Work to be completed:
If a line holds the word "grain", copy it from the entries.

--- Given records Enclosed Below ---

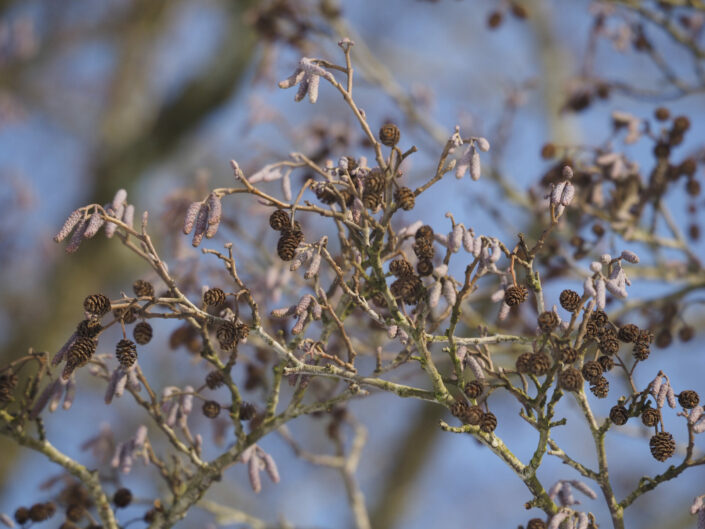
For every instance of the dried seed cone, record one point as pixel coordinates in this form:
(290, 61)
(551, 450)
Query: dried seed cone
(662, 446)
(405, 198)
(8, 383)
(400, 267)
(568, 355)
(97, 305)
(423, 248)
(89, 328)
(211, 409)
(215, 379)
(214, 297)
(474, 389)
(570, 300)
(547, 321)
(488, 423)
(226, 334)
(288, 243)
(424, 267)
(628, 333)
(515, 295)
(143, 289)
(600, 387)
(126, 353)
(280, 220)
(570, 379)
(536, 523)
(142, 333)
(591, 370)
(523, 362)
(424, 232)
(619, 415)
(650, 417)
(606, 362)
(389, 134)
(688, 399)
(122, 497)
(539, 364)
(247, 411)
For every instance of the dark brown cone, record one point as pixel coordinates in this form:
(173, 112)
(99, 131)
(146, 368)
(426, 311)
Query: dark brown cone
(606, 362)
(143, 289)
(122, 497)
(488, 423)
(215, 379)
(539, 364)
(570, 300)
(214, 297)
(389, 134)
(474, 389)
(89, 328)
(226, 334)
(515, 295)
(423, 248)
(536, 523)
(600, 387)
(288, 243)
(142, 333)
(424, 232)
(400, 267)
(523, 363)
(568, 355)
(126, 353)
(424, 267)
(688, 399)
(591, 370)
(628, 333)
(570, 379)
(619, 415)
(97, 305)
(405, 198)
(279, 220)
(547, 321)
(662, 446)
(650, 416)
(211, 409)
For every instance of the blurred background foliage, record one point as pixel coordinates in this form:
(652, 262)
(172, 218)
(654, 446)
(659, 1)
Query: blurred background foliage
(157, 96)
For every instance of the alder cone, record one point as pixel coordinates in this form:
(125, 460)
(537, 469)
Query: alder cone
(515, 295)
(389, 134)
(570, 300)
(619, 415)
(662, 446)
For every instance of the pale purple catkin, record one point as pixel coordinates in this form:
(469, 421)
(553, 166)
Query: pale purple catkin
(557, 519)
(190, 218)
(313, 267)
(119, 199)
(68, 226)
(94, 224)
(128, 217)
(77, 236)
(201, 226)
(69, 394)
(600, 294)
(671, 397)
(630, 257)
(253, 468)
(475, 168)
(475, 367)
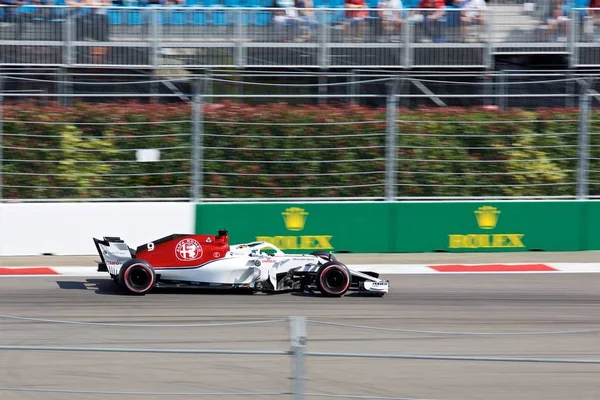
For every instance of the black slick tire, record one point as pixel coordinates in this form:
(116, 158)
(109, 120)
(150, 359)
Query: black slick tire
(333, 279)
(137, 277)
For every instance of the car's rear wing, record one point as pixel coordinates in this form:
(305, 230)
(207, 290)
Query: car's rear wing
(114, 252)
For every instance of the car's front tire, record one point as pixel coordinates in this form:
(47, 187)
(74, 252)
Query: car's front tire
(137, 277)
(333, 279)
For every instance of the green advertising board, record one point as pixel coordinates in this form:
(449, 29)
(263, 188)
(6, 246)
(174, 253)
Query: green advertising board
(409, 227)
(489, 226)
(591, 225)
(304, 227)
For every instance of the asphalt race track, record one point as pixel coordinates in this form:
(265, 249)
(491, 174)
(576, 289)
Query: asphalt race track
(557, 316)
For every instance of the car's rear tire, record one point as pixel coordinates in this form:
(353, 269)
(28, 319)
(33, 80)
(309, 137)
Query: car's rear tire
(137, 277)
(333, 279)
(325, 255)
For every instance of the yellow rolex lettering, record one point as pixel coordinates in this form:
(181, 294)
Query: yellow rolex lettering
(483, 241)
(324, 242)
(307, 242)
(499, 241)
(455, 241)
(477, 241)
(515, 240)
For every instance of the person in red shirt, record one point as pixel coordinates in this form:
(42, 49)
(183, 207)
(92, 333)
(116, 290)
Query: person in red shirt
(356, 14)
(432, 20)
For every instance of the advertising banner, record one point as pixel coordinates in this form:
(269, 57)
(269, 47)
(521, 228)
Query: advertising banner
(489, 226)
(591, 225)
(303, 227)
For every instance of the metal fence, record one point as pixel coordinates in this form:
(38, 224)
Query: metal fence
(379, 138)
(322, 37)
(301, 359)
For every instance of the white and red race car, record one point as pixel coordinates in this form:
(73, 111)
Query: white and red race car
(209, 261)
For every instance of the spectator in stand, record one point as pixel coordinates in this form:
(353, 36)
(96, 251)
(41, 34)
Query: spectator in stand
(287, 20)
(12, 15)
(390, 15)
(92, 23)
(471, 19)
(308, 20)
(557, 21)
(593, 18)
(356, 17)
(432, 20)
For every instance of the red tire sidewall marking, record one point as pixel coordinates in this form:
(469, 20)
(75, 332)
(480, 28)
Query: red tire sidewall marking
(341, 269)
(126, 275)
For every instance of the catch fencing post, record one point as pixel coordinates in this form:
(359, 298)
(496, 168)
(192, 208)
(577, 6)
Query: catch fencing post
(197, 140)
(584, 115)
(1, 135)
(298, 338)
(390, 163)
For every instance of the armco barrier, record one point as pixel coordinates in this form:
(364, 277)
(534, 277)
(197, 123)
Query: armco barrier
(405, 227)
(67, 228)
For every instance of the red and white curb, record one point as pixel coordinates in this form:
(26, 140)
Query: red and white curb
(388, 269)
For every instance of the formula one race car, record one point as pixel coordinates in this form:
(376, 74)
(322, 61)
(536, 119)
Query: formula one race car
(209, 261)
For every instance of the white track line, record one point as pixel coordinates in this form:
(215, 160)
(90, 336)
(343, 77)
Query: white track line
(384, 269)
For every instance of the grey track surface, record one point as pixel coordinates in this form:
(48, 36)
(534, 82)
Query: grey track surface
(475, 303)
(384, 258)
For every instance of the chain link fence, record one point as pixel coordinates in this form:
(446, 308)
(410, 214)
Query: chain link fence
(223, 137)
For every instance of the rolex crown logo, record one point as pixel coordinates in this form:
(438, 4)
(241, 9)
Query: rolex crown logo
(487, 217)
(294, 218)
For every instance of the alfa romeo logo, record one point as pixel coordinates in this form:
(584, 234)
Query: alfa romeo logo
(188, 250)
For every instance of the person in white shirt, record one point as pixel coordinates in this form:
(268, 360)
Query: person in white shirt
(471, 17)
(390, 14)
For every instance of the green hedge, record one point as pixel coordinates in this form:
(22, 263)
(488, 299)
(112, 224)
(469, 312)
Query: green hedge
(65, 152)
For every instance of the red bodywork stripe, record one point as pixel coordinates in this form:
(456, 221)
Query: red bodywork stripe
(28, 271)
(493, 268)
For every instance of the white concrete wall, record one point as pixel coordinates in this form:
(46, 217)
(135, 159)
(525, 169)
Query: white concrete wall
(68, 228)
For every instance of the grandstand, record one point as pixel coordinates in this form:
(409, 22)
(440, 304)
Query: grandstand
(244, 34)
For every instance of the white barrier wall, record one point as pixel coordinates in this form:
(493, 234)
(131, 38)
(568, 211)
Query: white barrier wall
(68, 228)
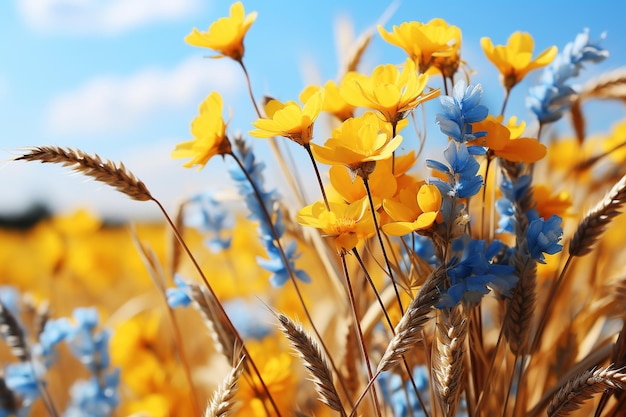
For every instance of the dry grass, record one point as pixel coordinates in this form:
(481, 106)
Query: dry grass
(448, 360)
(595, 222)
(582, 388)
(102, 170)
(314, 360)
(223, 402)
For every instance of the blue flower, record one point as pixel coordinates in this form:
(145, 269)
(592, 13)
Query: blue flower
(512, 192)
(401, 396)
(461, 110)
(543, 237)
(22, 379)
(54, 332)
(475, 273)
(206, 214)
(250, 322)
(552, 97)
(179, 295)
(259, 210)
(462, 171)
(94, 397)
(10, 298)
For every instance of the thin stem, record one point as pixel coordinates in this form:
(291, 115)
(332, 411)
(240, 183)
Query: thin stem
(484, 202)
(445, 84)
(508, 391)
(549, 303)
(380, 240)
(221, 310)
(43, 390)
(317, 174)
(273, 142)
(357, 322)
(507, 94)
(486, 383)
(249, 83)
(290, 272)
(393, 331)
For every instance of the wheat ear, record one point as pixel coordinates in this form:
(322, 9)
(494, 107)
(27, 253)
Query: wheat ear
(223, 401)
(578, 390)
(447, 362)
(224, 340)
(314, 360)
(102, 170)
(408, 330)
(595, 222)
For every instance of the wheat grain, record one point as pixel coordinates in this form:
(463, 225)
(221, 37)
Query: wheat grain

--- End of Enclosed Given records ---

Reply to the exercise:
For every instance of the wheat grain, record one point as pixel coordinates in this form:
Query: wheat grain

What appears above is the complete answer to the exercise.